▼

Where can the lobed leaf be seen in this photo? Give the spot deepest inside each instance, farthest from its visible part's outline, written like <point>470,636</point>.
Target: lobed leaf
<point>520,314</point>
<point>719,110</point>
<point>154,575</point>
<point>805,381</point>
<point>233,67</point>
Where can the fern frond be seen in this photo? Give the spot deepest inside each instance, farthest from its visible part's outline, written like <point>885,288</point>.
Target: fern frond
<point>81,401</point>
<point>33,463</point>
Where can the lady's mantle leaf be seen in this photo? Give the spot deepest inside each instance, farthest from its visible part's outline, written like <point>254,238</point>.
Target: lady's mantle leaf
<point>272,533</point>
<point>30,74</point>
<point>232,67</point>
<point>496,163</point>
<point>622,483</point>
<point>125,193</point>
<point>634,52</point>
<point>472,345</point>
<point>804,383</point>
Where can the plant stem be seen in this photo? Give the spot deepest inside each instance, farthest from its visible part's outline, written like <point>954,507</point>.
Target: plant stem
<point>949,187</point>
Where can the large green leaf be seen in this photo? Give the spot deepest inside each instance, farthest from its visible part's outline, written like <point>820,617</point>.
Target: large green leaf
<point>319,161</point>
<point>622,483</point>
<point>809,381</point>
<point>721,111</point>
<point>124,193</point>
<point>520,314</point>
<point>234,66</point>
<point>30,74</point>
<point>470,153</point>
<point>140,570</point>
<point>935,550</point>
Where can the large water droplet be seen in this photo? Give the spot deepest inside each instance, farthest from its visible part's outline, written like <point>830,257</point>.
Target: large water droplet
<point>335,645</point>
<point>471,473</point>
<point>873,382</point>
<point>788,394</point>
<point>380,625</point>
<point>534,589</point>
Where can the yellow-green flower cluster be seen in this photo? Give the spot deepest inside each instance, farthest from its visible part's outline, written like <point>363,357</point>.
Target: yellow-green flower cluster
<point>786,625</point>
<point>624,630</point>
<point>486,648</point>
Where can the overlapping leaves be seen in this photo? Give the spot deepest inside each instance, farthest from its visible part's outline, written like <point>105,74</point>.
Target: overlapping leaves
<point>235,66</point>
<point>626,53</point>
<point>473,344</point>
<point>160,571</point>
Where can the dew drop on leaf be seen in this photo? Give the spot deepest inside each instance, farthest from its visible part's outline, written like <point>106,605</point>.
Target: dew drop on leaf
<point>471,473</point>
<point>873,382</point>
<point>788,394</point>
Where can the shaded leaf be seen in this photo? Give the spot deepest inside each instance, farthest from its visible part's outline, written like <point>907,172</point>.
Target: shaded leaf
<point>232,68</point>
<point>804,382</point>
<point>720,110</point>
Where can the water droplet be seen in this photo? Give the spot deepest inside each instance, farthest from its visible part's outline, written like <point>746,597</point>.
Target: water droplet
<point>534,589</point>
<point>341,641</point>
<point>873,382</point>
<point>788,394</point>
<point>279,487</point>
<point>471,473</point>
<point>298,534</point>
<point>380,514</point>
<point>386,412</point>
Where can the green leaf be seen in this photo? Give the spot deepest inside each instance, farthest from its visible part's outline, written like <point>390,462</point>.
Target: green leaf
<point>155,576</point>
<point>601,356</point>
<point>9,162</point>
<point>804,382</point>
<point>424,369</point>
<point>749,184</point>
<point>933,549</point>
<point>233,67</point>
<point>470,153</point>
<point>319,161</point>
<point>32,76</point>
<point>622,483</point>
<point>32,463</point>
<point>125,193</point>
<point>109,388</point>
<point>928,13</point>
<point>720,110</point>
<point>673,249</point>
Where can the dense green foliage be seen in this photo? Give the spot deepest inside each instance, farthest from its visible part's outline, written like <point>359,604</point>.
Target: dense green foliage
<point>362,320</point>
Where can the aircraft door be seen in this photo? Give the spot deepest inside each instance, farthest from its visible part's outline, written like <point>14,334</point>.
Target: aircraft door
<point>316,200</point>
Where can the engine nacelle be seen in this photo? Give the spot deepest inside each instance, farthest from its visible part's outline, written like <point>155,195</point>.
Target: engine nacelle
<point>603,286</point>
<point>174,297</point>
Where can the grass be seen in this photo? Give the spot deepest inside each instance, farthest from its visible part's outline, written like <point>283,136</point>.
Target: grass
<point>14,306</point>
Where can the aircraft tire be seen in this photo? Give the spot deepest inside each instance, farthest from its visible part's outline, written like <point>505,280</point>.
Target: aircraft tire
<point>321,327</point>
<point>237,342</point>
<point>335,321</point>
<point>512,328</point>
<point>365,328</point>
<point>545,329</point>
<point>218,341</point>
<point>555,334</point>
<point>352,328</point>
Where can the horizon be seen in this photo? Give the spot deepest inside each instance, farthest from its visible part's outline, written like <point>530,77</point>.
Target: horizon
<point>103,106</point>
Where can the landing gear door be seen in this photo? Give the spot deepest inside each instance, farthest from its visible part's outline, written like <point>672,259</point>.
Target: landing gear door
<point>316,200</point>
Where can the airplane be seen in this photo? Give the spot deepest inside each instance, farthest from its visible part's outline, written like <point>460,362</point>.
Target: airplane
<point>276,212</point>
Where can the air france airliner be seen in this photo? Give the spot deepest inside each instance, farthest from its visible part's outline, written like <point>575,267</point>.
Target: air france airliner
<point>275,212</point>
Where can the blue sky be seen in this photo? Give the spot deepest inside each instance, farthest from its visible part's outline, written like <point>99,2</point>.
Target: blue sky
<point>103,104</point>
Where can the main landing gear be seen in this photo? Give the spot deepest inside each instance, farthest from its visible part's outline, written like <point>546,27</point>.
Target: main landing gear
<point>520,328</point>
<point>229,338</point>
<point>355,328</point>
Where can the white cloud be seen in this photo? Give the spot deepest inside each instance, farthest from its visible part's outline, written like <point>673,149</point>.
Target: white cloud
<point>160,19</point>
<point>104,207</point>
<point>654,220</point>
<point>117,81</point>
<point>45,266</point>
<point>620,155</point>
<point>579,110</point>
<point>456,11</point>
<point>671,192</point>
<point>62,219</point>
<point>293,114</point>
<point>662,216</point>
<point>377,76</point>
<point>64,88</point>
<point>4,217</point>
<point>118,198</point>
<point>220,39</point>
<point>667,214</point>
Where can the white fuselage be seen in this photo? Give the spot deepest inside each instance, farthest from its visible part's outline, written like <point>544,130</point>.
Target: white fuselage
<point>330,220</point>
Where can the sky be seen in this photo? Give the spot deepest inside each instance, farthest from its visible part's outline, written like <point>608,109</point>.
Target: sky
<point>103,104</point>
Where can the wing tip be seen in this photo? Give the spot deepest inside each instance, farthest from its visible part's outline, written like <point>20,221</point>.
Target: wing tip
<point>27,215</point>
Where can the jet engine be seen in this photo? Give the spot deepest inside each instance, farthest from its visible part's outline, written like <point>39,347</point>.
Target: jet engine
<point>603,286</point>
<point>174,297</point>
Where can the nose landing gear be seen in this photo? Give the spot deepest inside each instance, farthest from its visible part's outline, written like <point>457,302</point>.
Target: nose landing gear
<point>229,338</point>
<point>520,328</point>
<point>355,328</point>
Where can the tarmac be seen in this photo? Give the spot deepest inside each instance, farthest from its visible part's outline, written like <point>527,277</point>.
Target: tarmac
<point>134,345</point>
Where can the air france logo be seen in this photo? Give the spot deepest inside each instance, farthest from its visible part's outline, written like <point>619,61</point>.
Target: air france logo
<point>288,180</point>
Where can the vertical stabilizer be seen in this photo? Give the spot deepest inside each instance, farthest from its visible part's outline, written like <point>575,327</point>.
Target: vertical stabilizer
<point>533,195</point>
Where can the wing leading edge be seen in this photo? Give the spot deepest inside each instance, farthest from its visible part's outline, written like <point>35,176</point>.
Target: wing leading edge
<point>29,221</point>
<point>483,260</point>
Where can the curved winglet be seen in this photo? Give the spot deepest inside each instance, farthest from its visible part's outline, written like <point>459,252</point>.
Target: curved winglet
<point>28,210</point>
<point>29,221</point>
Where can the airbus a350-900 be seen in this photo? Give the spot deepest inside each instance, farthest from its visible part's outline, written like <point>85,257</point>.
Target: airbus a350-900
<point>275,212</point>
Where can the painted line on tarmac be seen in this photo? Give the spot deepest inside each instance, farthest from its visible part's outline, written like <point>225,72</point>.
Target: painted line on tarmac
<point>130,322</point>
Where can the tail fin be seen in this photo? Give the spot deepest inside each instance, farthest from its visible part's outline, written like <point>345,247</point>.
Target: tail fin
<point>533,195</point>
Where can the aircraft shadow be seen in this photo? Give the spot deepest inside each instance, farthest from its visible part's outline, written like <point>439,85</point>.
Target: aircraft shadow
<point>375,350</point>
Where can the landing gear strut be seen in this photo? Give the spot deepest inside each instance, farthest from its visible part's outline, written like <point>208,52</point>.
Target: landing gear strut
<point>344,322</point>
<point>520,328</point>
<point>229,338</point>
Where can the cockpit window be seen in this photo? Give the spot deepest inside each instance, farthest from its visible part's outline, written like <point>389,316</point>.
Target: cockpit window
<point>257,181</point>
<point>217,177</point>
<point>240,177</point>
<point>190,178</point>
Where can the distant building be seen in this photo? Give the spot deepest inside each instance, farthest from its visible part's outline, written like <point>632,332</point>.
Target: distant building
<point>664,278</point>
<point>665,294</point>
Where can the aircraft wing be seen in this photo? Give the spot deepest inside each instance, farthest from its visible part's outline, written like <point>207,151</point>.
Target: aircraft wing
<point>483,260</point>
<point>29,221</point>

▲
▼

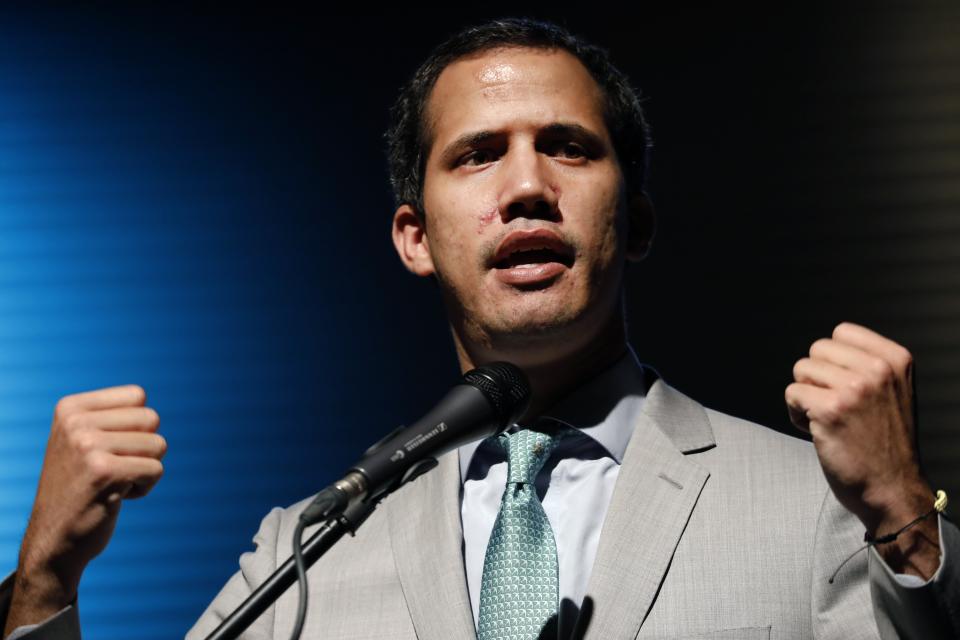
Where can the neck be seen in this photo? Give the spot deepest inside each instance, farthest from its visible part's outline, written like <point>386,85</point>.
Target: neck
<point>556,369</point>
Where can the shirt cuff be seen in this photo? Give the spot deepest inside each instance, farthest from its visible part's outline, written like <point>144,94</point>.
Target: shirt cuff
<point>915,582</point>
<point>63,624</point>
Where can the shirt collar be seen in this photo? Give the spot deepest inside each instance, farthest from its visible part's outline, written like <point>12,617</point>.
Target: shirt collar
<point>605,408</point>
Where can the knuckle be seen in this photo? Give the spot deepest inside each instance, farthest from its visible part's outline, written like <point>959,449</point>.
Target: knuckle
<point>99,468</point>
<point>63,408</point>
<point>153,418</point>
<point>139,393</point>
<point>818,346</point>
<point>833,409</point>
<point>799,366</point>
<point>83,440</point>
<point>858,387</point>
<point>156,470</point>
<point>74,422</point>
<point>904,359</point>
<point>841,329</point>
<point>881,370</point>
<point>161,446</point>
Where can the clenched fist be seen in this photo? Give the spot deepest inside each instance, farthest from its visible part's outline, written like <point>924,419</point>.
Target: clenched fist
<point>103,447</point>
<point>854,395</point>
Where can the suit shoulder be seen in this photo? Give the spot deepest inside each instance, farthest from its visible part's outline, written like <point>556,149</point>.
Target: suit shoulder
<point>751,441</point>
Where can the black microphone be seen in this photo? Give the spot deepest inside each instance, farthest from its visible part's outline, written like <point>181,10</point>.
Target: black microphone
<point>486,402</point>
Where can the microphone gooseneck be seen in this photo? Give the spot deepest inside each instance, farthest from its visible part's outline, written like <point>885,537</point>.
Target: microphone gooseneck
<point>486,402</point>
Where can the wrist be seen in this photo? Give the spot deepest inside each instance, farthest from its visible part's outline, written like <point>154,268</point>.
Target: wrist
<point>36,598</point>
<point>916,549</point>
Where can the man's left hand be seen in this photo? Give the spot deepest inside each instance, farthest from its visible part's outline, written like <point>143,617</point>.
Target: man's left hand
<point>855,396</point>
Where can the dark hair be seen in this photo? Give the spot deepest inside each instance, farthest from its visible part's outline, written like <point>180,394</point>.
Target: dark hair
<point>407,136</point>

▲
▼

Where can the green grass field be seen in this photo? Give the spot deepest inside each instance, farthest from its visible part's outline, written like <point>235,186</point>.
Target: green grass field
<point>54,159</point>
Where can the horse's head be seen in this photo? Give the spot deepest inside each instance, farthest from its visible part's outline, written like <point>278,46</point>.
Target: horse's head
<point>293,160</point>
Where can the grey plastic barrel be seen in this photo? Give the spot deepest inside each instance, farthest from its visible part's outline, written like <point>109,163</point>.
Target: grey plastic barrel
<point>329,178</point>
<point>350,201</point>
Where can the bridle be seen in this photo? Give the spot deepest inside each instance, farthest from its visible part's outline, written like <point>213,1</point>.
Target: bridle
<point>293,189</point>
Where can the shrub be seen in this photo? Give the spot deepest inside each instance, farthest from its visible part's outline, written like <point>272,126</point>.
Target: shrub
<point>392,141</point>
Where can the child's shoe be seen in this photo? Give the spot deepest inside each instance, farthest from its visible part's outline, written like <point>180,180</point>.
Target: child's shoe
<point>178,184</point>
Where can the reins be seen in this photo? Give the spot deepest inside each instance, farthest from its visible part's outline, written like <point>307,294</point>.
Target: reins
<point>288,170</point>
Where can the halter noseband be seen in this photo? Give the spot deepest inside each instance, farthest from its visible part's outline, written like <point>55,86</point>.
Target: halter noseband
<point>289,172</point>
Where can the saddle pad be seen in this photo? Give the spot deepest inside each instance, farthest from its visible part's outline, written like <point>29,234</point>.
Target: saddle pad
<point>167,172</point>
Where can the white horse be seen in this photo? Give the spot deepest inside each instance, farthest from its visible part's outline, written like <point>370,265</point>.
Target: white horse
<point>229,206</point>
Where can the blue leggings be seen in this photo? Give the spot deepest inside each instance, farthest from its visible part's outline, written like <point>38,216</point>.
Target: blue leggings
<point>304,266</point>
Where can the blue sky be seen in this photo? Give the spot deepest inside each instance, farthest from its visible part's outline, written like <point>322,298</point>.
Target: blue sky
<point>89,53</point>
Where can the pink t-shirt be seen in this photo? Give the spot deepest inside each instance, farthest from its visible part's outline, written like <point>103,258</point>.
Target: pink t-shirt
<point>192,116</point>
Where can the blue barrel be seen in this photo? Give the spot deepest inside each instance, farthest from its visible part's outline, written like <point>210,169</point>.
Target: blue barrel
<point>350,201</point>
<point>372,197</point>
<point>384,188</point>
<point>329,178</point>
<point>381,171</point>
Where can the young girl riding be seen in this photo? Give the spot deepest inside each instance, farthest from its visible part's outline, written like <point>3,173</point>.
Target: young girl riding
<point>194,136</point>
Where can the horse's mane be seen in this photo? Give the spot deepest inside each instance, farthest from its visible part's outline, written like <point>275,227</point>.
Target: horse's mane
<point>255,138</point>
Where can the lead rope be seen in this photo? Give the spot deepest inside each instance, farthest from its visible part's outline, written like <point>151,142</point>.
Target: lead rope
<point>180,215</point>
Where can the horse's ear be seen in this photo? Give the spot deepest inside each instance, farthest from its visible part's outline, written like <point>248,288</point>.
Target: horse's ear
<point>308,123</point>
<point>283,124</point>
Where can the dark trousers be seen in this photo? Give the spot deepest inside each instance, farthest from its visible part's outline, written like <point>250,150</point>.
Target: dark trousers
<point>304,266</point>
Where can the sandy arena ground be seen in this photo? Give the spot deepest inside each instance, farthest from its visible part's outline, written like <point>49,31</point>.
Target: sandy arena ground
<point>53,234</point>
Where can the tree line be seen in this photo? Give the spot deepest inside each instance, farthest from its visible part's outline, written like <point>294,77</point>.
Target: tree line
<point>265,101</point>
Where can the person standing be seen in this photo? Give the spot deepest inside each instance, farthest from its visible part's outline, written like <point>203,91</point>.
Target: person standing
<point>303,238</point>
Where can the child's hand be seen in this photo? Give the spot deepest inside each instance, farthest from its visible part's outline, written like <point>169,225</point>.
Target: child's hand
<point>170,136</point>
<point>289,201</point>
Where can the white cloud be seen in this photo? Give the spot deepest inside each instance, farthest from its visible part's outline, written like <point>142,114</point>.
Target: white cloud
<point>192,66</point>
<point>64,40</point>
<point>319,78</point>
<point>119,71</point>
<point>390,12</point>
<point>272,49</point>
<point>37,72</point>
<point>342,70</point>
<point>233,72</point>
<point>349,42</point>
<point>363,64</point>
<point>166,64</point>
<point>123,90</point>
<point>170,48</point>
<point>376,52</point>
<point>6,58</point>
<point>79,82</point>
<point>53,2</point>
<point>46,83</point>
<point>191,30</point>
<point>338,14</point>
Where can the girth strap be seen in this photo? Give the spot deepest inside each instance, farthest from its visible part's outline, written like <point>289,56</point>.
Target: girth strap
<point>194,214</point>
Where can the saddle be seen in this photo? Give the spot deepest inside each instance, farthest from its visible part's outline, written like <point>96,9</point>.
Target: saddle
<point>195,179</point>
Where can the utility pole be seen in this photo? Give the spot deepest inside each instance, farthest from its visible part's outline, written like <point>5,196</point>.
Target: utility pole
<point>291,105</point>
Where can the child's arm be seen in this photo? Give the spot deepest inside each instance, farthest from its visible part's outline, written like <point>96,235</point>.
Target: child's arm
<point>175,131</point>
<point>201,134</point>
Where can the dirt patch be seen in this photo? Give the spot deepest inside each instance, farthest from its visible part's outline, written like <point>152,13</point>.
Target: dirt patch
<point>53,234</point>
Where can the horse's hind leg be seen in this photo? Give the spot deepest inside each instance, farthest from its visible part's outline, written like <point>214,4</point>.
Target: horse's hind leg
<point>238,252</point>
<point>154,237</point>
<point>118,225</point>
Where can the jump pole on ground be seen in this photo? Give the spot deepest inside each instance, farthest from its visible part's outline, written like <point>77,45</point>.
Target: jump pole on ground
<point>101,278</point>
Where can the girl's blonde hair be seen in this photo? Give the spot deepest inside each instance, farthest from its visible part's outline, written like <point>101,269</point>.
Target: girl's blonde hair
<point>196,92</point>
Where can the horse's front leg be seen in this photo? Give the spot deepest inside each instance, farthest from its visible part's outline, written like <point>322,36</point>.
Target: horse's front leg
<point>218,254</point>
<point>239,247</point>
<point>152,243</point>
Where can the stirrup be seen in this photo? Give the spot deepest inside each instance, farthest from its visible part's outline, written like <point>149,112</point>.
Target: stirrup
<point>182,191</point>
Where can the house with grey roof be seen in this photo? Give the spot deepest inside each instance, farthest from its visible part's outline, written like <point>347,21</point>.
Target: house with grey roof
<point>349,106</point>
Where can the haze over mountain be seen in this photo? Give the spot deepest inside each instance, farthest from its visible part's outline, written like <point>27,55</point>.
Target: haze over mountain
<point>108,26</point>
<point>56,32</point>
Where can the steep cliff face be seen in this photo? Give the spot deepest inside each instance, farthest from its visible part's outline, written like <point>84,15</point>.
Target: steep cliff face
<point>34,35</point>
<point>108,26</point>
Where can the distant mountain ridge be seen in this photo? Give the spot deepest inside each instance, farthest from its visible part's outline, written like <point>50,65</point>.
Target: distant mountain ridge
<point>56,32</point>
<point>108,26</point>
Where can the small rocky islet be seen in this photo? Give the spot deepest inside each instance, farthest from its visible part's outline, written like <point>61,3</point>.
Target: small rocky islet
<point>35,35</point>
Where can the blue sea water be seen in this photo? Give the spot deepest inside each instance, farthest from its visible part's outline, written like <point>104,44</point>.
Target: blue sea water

▲

◆ **Exercise goal**
Rewrite the data from the line with "Where can the child's hand" to the line with "<point>289,201</point>", both included, with the requests kept as they are. Multiply every point coordinate in the answers by 1.85 and round to whole numbers, with halves rounding up.

◆ **Exercise solution**
Where can the child's hand be seen in this photo? Give the spot deepest inside each instance, farthest from its visible part's outline, written like <point>169,225</point>.
Target: child's hand
<point>315,252</point>
<point>535,372</point>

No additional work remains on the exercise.